Job: Turn the rows below into a Markdown table with the columns No. and Line, numbering each line and omitting blank lines. Begin at the line that contains "For every instance of the electrical" and stop after the line that contains "[[36, 241]]".

________________________________________

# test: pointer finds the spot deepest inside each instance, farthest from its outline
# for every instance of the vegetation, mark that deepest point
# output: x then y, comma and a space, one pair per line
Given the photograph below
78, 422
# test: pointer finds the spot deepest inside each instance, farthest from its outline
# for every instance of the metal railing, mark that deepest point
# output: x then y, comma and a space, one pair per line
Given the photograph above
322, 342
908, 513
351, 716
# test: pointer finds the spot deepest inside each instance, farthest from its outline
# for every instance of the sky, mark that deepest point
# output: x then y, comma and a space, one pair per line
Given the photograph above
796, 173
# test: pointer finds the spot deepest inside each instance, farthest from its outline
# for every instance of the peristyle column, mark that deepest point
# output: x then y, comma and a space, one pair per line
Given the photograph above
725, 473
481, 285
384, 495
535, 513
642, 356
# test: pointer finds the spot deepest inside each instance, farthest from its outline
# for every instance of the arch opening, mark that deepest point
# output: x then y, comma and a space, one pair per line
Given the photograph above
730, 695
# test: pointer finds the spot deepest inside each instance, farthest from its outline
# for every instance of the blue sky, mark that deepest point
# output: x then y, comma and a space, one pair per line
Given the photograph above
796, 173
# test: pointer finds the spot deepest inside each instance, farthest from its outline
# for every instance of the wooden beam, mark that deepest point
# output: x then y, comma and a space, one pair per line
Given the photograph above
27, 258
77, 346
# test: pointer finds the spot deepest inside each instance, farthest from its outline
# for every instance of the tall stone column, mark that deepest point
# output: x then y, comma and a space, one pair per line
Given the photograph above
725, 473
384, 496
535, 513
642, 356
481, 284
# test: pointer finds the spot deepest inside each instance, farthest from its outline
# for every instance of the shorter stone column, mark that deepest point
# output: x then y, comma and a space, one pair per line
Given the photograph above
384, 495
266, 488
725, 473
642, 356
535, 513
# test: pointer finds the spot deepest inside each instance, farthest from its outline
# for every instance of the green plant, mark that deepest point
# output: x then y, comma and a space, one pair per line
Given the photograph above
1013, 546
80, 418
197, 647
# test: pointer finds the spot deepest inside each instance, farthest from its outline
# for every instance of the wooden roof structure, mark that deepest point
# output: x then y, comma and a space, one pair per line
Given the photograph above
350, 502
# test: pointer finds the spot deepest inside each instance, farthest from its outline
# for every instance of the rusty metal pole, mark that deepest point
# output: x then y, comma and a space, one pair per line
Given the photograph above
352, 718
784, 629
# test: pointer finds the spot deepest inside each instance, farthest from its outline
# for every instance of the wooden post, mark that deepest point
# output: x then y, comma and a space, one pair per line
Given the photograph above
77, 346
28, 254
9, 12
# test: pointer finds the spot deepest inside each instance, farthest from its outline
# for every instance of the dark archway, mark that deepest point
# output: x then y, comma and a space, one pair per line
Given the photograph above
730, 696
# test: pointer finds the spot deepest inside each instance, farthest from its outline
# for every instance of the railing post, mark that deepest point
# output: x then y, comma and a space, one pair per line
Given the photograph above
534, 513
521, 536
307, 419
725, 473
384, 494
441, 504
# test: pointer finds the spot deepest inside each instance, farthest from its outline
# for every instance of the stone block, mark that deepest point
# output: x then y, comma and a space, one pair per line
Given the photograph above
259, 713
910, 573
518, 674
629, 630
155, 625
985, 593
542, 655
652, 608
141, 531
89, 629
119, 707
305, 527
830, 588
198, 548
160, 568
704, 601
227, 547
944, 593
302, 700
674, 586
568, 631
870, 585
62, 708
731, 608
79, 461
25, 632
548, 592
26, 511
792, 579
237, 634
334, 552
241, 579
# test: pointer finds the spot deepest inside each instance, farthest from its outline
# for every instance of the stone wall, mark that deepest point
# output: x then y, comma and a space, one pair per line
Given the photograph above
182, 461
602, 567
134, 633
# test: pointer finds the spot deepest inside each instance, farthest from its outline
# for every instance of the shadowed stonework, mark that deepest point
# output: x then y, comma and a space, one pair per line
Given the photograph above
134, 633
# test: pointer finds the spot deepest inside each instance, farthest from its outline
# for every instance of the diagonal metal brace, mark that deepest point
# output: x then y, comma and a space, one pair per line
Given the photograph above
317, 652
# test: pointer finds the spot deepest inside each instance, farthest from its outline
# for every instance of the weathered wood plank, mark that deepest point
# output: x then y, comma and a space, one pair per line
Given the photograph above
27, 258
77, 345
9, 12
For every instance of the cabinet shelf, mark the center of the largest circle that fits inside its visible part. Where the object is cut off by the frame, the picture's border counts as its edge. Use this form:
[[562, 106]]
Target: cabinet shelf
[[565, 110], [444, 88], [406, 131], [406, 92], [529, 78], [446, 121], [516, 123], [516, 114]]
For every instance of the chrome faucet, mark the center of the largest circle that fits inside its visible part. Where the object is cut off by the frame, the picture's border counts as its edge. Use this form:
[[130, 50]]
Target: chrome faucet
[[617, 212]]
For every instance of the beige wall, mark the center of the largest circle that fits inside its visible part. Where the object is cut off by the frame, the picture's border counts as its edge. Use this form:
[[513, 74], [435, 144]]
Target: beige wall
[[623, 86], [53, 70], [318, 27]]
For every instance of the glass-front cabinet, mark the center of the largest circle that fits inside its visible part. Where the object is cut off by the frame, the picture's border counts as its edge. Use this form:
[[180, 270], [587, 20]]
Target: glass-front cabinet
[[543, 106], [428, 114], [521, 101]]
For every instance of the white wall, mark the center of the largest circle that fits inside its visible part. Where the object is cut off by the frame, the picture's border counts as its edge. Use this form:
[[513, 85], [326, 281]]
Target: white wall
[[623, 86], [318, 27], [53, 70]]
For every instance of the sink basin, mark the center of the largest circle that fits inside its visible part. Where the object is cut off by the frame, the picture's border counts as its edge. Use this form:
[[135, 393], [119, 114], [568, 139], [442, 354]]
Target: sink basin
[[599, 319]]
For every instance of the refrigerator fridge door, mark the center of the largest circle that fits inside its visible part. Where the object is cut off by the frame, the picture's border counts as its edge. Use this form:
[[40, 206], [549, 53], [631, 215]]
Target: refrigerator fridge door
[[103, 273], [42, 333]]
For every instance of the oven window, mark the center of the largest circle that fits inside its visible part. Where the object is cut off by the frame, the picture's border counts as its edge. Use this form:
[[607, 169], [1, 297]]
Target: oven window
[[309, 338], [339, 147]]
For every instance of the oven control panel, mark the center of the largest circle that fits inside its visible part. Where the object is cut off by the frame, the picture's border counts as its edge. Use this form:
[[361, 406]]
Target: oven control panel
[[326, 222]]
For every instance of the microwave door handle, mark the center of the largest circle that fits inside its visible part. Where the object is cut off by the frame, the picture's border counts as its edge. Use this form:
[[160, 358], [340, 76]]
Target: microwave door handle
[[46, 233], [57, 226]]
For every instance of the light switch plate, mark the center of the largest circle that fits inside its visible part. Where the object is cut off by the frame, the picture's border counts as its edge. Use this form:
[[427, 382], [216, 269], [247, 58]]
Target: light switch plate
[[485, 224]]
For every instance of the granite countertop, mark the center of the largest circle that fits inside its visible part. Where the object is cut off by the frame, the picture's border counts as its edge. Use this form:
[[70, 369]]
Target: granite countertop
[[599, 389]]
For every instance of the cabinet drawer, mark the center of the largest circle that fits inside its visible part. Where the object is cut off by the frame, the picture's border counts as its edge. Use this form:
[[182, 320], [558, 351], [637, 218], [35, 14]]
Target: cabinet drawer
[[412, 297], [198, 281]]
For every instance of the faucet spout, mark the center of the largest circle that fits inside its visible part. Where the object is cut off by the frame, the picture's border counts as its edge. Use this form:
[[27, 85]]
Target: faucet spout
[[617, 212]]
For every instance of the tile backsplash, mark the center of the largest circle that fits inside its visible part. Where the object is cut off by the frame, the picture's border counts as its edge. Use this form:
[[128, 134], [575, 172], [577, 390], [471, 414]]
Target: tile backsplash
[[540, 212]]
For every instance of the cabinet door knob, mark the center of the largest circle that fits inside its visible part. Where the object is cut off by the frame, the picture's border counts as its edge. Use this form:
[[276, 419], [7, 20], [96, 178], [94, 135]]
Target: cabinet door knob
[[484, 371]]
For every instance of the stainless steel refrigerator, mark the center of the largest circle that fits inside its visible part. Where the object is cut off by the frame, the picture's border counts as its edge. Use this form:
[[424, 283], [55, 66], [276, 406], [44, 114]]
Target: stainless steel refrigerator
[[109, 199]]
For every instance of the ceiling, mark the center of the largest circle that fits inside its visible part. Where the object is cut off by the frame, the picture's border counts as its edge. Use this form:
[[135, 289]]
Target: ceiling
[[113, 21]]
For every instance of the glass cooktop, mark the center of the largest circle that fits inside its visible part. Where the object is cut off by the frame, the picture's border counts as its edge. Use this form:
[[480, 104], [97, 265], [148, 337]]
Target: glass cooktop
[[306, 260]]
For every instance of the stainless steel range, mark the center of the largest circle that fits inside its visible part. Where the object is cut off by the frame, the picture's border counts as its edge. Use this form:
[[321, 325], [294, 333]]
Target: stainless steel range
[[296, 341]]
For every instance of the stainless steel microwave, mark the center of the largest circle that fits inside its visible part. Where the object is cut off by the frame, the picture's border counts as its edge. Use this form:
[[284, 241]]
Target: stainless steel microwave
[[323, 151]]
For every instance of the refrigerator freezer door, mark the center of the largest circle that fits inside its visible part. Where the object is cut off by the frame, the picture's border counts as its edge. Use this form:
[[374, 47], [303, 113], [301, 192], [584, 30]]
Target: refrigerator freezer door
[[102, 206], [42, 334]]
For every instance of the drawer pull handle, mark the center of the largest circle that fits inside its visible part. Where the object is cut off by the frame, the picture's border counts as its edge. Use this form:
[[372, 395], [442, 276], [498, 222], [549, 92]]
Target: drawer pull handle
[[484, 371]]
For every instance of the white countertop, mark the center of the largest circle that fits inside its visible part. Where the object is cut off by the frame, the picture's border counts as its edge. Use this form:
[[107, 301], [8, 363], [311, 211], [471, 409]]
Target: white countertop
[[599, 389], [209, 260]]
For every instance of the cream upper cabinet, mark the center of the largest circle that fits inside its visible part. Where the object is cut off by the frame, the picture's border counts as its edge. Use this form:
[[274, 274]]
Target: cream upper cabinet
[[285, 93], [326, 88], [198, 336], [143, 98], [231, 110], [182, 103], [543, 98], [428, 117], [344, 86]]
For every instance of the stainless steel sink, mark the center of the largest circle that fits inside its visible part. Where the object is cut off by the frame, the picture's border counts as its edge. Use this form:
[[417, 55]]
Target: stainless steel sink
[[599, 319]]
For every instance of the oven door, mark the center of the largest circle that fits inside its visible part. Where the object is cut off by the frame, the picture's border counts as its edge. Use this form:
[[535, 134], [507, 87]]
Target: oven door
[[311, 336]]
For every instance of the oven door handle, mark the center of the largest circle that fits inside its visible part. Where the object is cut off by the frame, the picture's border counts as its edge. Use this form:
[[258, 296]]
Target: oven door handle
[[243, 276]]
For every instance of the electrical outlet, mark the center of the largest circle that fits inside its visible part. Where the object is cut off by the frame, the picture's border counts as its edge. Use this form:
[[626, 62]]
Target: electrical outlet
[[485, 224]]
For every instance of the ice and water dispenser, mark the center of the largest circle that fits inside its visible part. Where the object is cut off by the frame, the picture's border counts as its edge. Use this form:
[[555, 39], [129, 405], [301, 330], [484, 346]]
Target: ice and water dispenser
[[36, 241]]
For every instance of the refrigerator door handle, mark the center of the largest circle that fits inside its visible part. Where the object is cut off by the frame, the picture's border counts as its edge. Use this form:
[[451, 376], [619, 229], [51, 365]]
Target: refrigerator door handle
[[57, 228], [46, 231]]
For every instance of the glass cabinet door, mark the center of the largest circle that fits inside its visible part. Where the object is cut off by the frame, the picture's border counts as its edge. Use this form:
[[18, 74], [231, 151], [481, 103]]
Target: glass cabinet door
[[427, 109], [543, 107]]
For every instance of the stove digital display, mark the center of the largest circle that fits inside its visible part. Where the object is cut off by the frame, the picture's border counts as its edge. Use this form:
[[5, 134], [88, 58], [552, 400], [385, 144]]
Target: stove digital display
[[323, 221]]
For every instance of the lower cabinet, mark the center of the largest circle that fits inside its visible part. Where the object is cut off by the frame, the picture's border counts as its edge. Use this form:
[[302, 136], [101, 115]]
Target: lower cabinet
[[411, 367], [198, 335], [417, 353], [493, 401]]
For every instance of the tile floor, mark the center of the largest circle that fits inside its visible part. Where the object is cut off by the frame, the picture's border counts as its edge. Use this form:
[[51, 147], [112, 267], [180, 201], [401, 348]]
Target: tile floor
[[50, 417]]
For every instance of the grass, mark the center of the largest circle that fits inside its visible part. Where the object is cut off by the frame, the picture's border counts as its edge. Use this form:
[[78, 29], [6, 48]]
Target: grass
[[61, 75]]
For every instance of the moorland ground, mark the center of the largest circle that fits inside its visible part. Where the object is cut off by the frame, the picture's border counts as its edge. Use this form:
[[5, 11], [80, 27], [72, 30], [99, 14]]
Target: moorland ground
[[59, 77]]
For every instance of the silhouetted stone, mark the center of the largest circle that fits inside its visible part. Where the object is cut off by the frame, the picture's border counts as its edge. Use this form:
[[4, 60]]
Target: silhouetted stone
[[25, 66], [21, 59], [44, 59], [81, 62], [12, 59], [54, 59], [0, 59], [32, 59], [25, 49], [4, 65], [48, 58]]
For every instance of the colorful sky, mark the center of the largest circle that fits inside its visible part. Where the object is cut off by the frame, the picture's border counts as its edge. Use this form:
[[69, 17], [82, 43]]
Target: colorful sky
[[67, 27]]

________________________________________

Output of the task:
| No. | Line |
|---|---|
| 1 | For every instance of the electrical outlet, mark the center of the largest circle that fits inside its visible part. Where the object is cut off by the frame, the picture's border counts as its edge. Use this form: |
| 2 | [[626, 62]] |
| 3 | Target: electrical outlet |
| 4 | [[485, 224]] |
| 5 | For every instance of the ice and water dispenser, mark the center of the largest circle that fits inside its visible part. Where the object is cut off by the frame, the picture's border counts as its edge. Use this form: |
| 6 | [[555, 39], [129, 405], [301, 330], [484, 346]] |
| 7 | Target: ice and water dispenser |
| 8 | [[36, 241]] |